#### INTERVIEW
□ □ □ □ □
Wu: MoChi funktioniert elektrisch, allein schon aus Kostengründen. Optisch wäre viel zu teuer. Wir wollten eine sehr kosteneffektive Verbindung haben, die auch in Bezug auf die Zahl der Anschlüsse und die Leistungsaufnahme besonders effizient ist. MoChi verbindet über eine serielle Hochgeschwindigkeits-Schnittstelle direkt die Busse der einzelnen Chips in Form einer Punkt-zu-Punkt-Verbindung. Dabei müssen keine aufwändigen Protokolle abgearbeitet und übersetzt werden. Alle per MoChi verbundenen Einzelchips wirken nach außen wie ein einziges SoC.
Welche Fertigungstechnik steckt hinter MoChi? Handelt es sich um TSVs (Through Silicon Vias) oder werden die Chips beispielsweise über Bonddrähte verbunden?
Wu: Wir entwickelten MoChi so, dass sie gegenüber diesen fortschrittlichen Packaging-Techniken agnostisch ist. Alle diese Verbindungstechniken können genutzt werden. Die elektrischen Charakteristika sind so ausgelegt, dass sie eine Menge Flexibilität einräumen. Sie können das Interface über eine Leiterplatte genauso betreiben wie innerhalb eines Gehäuses, wo die Chips dicht gepackt sind und über ein Substrat mit kurzen Entfernungen miteinander kommunizieren.
Mit MoChi können wir im Gegensatz zu komplizierten SoCs die Funktionen in wiederverwendbare Blöcke aufspalten, z.B. der CPU-Komplex wird zu einem Funktionsblock und mehrere Speicher-Peripherieschaltungen werden zu einem anderen. Weitere Funktionsblöcke umfassen Funkstandards wie WiFi oder Ethernet. Alle diese Funktionsblöcke lassen sich dann per MoChi im Daisy-Chain-Verfahren miteinander verbinden.
Wenn verschiedene Funktionen auf verschiedenen Chips implementiert werden, kann man den am besten geeigneten Halbleiterprozess für die jeweilige Funktion nutzen. Welche Rolle spielt dieser Aspekt bei MoChi?
□ □ □ □ □
#### AUFGABEN
[1] Welcher Grund wird im Interview dafür genannt, dass MoChi elektrisch und nicht optisch arbeitet?
[2] Schreiben Sie den Abschnitt des Interviews wortgetreu ab, beginnend bei „Wu: MoChi funktioniert“ und endend bei „über Bonddrähte verbunden?“.
Als Grundlage dient ausschließlich das Interview.

#### ERFASSTE DATEN
□ □ □ □ □
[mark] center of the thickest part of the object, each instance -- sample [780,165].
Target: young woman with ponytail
□ □ □ □ □
#### LÖSUNGEN
[1] Die Kosten, denn eine optische Lösung wäre viel zu teuer.

[2]
Wu: MoChi funktioniert elektrisch, allein schon aus Kostengründen. Optisch wäre viel zu teuer. Wir wollten eine sehr kosteneffektive Verbindung haben, die auch in Bezug auf die Zahl der Anschlüsse und die Leistungsaufnahme besonders effizient ist. MoChi verbindet über eine serielle Hochgeschwindigkeits-Schnittstelle direkt die Busse der einzelnen Chips in Form einer Punkt-zu-Punkt-Verbindung. Dabei müssen keine aufwändigen Protokolle abgearbeitet und übersetzt werden. Alle per MoChi verbundenen Einzelchips wirken nach außen wie ein einziges SoC.
Welche Fertigungstechnik steckt hinter MoChi? Handelt es sich um TSVs (Through Silicon Vias) oder werden die Chips beispielsweise über Bonddrähte verbunden?